▸ EXERCISE INSTRUCTIONS
Copy out only the rows from the line containing "target | open building facade" through the end of the rows, both ends included, keeping every request line. Shift each point coordinate in the answers by adding -143 to it.

▸ MATERIAL FOR THIS TASK
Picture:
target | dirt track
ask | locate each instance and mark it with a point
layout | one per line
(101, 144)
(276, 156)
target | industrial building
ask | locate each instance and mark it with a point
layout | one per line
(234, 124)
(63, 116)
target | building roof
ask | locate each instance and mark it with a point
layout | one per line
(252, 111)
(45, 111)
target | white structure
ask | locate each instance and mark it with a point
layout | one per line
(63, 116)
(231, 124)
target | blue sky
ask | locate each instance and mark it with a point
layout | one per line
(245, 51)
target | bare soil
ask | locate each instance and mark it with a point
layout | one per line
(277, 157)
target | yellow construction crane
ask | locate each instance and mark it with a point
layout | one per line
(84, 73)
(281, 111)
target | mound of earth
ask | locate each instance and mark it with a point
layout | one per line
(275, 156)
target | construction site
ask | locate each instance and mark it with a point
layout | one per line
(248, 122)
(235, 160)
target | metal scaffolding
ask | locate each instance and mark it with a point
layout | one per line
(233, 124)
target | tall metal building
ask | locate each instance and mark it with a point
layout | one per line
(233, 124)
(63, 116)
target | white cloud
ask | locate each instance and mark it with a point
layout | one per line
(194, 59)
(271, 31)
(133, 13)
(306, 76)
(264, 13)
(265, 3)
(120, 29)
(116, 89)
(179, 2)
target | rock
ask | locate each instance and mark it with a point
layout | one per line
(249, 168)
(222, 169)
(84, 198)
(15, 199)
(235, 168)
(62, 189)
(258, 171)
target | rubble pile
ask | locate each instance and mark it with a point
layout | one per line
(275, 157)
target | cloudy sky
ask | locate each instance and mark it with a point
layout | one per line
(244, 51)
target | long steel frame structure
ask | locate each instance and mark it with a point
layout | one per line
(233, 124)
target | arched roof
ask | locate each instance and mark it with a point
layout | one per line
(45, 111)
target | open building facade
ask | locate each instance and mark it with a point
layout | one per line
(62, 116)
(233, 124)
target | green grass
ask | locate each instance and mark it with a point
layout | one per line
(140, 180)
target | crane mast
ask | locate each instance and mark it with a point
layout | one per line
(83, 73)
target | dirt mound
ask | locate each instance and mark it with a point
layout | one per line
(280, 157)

▸ COMPLETED TASK
target | open building facade
ask | locate each instance and mark it with a point
layout | one per line
(-81, -27)
(90, -19)
target | green grass
ask | locate each instance and mark it with a point
layout | one per line
(-3, 37)
target | crane mast
ask | locate each instance and mark it with a point
layout | one per line
(-60, -70)
target | dirt mound
ask | locate each instance and mark it with a point
layout | one per line
(137, 14)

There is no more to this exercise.